◆ WRITTEN PROBLEM: Convert the lines in the items below, from the line containing "Traffic incident detector — please mark the distant" through the line containing "[157,78,300,88]", into a Markdown table with the columns Row and Line, omitting any blank lines.

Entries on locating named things

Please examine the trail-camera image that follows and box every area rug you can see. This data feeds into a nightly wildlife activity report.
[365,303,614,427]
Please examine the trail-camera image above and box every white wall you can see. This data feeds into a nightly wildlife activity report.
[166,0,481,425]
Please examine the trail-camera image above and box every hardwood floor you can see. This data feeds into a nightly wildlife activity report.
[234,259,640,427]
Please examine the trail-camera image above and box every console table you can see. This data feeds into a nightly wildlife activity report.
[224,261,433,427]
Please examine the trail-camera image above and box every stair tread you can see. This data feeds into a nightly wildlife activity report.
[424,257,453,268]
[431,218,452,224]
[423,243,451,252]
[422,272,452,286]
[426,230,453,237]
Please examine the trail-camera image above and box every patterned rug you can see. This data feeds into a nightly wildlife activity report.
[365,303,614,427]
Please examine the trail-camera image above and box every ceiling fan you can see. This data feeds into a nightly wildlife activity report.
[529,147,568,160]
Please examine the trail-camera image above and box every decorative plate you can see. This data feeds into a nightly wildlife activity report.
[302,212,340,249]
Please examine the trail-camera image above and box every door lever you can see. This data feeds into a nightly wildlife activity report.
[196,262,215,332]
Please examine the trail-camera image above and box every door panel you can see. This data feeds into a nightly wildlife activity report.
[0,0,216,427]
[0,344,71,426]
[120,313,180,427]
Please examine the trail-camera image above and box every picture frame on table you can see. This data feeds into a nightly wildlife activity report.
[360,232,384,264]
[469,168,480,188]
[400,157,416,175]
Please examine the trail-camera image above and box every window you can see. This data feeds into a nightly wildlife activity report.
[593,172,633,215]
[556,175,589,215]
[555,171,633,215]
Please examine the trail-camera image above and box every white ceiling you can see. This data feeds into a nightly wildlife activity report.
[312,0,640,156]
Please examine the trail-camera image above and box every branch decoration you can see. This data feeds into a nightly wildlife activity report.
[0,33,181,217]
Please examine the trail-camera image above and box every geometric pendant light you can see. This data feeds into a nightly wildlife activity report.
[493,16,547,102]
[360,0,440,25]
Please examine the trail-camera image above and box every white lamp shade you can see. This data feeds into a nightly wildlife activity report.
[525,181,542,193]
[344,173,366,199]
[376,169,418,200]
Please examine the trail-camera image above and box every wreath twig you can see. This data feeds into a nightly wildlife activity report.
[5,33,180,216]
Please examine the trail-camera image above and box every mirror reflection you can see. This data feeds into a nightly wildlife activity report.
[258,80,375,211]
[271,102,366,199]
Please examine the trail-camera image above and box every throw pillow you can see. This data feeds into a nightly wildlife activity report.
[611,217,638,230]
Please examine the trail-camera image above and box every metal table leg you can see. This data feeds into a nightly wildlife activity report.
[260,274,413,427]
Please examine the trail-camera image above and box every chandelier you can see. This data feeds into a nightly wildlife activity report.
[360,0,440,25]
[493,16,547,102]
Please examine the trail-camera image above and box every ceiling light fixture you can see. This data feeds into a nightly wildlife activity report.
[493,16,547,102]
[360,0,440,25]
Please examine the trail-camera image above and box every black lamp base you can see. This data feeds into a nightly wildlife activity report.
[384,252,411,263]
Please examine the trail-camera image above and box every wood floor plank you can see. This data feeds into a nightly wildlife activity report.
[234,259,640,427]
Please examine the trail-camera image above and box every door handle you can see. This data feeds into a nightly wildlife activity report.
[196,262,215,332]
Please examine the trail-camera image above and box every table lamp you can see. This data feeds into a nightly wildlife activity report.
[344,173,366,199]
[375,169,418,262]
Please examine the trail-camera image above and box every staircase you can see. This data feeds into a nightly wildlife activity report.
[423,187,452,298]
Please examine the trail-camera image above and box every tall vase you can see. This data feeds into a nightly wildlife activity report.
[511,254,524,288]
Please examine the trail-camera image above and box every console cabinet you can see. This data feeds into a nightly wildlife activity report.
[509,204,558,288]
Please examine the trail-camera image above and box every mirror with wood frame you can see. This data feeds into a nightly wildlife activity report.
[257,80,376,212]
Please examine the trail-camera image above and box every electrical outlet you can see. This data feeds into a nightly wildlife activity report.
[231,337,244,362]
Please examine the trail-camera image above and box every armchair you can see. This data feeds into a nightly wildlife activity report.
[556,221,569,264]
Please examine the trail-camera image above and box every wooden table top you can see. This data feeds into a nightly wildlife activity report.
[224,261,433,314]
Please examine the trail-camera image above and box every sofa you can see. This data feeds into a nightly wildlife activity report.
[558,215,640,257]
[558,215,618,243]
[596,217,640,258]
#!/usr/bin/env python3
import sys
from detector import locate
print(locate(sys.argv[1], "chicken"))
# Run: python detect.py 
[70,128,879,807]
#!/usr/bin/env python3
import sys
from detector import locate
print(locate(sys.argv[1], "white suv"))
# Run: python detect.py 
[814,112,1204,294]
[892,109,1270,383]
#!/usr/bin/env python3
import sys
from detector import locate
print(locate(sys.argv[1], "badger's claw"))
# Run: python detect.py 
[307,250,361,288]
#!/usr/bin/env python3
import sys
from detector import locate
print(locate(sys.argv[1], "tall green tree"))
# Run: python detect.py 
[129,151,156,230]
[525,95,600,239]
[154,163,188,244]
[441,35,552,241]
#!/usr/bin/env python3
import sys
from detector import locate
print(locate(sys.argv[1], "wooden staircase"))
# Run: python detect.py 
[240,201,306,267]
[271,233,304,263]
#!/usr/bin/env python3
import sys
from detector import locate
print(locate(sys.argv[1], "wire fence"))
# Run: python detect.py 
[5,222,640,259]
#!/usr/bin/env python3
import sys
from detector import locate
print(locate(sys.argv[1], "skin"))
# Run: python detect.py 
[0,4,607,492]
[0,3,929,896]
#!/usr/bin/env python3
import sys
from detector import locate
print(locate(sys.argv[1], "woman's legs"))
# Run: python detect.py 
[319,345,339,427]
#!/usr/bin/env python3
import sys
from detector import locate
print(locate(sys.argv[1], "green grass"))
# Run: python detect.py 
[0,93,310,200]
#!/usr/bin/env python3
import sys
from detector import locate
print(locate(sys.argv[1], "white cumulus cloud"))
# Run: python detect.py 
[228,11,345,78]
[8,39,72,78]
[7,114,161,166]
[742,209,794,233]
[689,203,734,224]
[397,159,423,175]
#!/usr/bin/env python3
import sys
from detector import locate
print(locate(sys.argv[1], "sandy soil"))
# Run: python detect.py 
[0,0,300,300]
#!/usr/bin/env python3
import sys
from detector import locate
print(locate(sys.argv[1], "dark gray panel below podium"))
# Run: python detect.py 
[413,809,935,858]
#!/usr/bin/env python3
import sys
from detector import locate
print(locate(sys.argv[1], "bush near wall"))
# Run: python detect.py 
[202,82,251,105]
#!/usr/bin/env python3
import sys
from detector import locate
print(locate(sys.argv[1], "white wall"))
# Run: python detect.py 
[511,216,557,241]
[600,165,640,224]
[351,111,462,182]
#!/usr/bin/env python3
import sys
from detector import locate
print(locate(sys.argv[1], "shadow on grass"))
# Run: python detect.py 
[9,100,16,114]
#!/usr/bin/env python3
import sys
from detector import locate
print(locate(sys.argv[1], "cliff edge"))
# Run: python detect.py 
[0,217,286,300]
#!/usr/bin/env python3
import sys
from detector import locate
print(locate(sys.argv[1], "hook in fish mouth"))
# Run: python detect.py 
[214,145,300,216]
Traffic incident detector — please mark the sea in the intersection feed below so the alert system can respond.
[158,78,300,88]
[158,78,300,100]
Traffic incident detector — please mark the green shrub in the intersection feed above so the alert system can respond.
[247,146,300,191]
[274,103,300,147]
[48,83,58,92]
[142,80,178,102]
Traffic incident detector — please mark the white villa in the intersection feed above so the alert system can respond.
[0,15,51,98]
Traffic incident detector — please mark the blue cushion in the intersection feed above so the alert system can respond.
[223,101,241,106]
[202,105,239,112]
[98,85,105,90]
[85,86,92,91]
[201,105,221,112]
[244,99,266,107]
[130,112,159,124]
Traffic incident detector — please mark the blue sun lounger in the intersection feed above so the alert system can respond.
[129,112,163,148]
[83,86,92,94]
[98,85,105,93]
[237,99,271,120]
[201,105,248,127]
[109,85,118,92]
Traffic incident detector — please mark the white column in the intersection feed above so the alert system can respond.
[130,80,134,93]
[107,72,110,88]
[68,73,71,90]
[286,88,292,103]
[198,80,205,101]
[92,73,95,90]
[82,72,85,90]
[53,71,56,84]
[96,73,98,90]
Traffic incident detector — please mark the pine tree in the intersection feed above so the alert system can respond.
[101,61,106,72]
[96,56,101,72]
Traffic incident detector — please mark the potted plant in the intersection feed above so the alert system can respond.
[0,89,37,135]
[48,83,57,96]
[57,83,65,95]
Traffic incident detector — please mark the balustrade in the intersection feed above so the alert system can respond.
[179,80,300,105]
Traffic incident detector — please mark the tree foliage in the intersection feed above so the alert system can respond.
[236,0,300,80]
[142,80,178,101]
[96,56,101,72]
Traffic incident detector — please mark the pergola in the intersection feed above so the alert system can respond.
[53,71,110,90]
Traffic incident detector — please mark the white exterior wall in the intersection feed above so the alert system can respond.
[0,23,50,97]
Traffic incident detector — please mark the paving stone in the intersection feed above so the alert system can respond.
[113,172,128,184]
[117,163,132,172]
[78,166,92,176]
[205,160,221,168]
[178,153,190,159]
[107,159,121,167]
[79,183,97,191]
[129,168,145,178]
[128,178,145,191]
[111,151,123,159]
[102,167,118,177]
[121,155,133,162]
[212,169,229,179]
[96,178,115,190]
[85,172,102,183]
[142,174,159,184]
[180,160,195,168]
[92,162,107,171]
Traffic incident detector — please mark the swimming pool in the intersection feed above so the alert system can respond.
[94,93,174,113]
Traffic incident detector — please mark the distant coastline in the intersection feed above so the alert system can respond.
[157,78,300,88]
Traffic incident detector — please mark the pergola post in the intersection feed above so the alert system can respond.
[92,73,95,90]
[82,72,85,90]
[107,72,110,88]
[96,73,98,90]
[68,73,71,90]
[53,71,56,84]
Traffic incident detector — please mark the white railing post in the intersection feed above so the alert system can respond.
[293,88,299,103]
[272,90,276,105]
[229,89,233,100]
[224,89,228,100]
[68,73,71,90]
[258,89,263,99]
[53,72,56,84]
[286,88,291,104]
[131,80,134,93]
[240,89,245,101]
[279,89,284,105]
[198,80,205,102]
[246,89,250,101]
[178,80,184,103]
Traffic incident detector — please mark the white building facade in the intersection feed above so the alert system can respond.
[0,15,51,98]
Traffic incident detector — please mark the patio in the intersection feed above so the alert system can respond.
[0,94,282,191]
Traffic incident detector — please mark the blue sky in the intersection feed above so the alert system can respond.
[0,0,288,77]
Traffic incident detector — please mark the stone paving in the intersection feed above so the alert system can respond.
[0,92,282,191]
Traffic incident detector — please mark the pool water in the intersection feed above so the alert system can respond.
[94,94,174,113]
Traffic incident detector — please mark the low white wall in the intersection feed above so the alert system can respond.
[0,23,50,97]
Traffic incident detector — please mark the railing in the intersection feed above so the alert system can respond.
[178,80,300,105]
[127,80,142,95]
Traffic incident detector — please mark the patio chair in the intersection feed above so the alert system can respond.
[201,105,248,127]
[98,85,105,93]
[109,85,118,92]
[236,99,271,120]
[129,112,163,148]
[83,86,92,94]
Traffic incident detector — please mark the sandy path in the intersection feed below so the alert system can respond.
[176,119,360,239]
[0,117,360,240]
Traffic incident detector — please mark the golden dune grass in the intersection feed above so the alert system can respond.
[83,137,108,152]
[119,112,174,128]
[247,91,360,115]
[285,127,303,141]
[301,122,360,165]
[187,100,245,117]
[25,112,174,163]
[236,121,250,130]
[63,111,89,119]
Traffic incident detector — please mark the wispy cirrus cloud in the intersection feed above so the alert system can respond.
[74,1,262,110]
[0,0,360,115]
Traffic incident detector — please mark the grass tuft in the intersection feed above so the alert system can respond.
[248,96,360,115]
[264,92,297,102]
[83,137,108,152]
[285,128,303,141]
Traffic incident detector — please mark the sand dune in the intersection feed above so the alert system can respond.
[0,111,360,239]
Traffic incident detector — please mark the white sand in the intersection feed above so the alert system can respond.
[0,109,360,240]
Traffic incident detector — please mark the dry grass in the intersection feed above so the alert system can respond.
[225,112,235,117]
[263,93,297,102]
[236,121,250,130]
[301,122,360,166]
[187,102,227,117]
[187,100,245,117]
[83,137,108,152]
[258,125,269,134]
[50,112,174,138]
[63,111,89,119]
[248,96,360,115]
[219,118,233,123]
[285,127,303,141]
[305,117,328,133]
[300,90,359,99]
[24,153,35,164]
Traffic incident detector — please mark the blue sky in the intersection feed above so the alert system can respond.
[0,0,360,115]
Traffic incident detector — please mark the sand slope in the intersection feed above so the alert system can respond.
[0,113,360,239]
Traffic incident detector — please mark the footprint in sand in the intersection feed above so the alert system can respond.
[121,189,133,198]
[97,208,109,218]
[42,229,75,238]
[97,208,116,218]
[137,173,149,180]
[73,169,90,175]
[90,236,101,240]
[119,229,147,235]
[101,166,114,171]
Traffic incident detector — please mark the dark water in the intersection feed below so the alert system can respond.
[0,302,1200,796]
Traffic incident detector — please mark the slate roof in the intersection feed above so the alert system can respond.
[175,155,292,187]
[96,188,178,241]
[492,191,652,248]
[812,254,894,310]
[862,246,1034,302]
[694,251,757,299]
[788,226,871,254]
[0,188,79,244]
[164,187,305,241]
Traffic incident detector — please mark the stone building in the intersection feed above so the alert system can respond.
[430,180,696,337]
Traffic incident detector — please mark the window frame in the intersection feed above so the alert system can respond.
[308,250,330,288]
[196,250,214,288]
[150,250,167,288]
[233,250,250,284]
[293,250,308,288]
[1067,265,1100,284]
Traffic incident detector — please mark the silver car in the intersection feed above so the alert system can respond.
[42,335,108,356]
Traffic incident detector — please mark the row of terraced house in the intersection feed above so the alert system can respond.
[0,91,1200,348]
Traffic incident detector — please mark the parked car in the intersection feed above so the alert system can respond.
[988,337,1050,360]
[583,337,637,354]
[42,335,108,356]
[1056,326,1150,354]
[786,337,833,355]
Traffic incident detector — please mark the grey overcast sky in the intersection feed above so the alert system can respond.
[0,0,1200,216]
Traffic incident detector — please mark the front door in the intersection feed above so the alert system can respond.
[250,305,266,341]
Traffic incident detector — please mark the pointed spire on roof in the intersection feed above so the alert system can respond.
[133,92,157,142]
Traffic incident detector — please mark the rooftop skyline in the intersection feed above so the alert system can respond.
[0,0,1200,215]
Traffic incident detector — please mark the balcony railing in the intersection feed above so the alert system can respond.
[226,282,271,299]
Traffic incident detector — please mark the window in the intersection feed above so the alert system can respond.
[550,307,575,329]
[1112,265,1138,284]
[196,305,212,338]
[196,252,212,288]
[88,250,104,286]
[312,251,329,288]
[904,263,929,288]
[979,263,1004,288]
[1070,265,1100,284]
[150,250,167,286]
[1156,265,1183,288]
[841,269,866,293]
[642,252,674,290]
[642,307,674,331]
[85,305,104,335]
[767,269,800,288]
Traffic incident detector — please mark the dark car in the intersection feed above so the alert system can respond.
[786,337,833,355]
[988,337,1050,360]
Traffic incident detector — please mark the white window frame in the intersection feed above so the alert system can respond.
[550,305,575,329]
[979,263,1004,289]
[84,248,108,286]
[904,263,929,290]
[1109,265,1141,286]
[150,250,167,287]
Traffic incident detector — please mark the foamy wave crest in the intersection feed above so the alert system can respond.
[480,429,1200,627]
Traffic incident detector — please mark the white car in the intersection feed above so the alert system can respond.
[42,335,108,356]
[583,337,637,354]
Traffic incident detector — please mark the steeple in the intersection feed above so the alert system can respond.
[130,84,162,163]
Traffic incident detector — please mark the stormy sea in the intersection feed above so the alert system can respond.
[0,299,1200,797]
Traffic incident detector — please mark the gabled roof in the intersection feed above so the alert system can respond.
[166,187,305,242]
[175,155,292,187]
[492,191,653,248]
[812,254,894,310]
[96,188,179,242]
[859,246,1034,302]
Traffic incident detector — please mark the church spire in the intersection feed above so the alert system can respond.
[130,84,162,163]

◆ WORKED SOLUTION:
| Row | Line |
|---|---|
| 1 | Traffic incident detector — please mark the distant coastline in the intersection feed above so the alert system can respond. |
| 2 | [157,78,300,88] |